▶ Aim of the task:
Convert everything from the start of the data down to the line containing "(1038, 277)" into a numbered list, leaving out any blank lines.

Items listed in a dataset
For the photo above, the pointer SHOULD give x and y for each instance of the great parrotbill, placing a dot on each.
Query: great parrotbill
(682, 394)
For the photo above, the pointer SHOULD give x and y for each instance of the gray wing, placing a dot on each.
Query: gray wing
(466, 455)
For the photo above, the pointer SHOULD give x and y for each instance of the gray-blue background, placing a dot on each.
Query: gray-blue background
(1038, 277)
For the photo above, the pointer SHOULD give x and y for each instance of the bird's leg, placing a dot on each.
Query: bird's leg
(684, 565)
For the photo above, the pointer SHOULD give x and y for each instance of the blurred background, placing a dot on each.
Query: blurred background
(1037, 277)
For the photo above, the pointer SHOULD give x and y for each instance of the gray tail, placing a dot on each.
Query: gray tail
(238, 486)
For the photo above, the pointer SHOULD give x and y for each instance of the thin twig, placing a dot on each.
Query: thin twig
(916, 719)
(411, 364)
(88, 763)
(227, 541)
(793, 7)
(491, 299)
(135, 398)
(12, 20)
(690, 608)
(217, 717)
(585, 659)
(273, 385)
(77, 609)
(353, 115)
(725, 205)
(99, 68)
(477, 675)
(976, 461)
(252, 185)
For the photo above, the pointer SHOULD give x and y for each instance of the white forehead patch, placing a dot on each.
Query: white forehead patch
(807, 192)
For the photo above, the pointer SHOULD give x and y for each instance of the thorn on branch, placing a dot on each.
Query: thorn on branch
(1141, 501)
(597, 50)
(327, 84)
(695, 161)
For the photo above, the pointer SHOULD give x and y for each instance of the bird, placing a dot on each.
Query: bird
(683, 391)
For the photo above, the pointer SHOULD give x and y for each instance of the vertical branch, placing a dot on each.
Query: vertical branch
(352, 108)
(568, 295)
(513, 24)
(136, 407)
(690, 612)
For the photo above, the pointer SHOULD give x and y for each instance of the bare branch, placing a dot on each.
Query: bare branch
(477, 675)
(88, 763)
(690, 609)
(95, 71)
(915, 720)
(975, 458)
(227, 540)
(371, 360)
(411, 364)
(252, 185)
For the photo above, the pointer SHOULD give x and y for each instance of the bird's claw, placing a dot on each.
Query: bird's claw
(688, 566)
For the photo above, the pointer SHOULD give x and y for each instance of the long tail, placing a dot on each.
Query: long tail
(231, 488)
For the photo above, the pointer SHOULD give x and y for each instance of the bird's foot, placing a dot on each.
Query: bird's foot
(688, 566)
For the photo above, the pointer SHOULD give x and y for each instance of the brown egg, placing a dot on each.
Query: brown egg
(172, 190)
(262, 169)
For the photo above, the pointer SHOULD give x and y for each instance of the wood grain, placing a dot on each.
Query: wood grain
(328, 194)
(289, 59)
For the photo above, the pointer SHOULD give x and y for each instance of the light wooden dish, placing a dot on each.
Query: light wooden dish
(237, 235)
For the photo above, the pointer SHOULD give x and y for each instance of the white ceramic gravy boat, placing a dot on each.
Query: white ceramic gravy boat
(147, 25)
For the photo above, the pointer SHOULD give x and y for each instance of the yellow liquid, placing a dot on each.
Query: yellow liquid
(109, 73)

▶ Solution below:
1. For the photo above, the pointer SHOULD give x and y for each instance of the great parrotbill, placing a dot on each.
2. Query: great parrotbill
3. (682, 394)
4. For the photo above, the pointer SHOULD give x and y for each instance of the gray wing, placing a dot on each.
5. Query: gray wing
6. (466, 455)
7. For the photo above, the pointer SHOULD give x and y for each instance of the gray-blue background, placing a dot on each.
8. Query: gray-blue background
9. (1038, 277)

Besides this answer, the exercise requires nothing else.